• [GIVEN DATA]:
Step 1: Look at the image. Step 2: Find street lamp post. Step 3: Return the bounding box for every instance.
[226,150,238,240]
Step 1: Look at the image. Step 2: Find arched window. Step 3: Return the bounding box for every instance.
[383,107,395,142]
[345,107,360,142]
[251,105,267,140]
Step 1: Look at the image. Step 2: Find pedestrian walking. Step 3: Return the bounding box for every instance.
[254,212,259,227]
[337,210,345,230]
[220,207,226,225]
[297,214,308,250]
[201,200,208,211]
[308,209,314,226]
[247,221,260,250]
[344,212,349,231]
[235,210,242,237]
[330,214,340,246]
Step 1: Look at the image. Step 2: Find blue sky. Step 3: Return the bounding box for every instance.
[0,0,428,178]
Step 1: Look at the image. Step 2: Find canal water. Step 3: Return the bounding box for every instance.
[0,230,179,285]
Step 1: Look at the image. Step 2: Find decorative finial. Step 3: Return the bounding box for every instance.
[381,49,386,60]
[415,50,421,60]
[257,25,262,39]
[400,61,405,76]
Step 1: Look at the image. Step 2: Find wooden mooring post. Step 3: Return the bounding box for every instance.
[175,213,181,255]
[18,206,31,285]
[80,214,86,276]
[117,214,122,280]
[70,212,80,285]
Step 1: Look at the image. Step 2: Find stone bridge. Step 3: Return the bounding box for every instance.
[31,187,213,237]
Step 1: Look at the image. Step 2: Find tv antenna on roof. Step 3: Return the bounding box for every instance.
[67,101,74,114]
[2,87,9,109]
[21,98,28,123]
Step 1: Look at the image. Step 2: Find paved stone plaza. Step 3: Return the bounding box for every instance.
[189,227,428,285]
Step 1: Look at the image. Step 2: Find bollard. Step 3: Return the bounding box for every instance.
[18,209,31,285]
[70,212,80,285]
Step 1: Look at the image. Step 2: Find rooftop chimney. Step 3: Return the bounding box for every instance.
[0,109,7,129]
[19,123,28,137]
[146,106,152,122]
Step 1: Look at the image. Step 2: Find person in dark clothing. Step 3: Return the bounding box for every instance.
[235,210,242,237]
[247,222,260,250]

• [EXERCISE]: Copy the records above without any change, from the line that contains "Step 1: Look at the image. Step 2: Find wooden" through the line that contains "[31,187,213,237]", with both of those lines included.

• [RESULT]:
Step 1: Look at the image. Step 2: Find wooden mooring post. Step 3: Return the bounding box for every instance.
[175,213,181,255]
[18,206,31,285]
[80,214,86,276]
[117,214,122,280]
[70,212,80,285]
Step 1: Look at the image. Step 2: Find stone bridge. Step 3: Return the bounding box for every instance.
[31,187,213,237]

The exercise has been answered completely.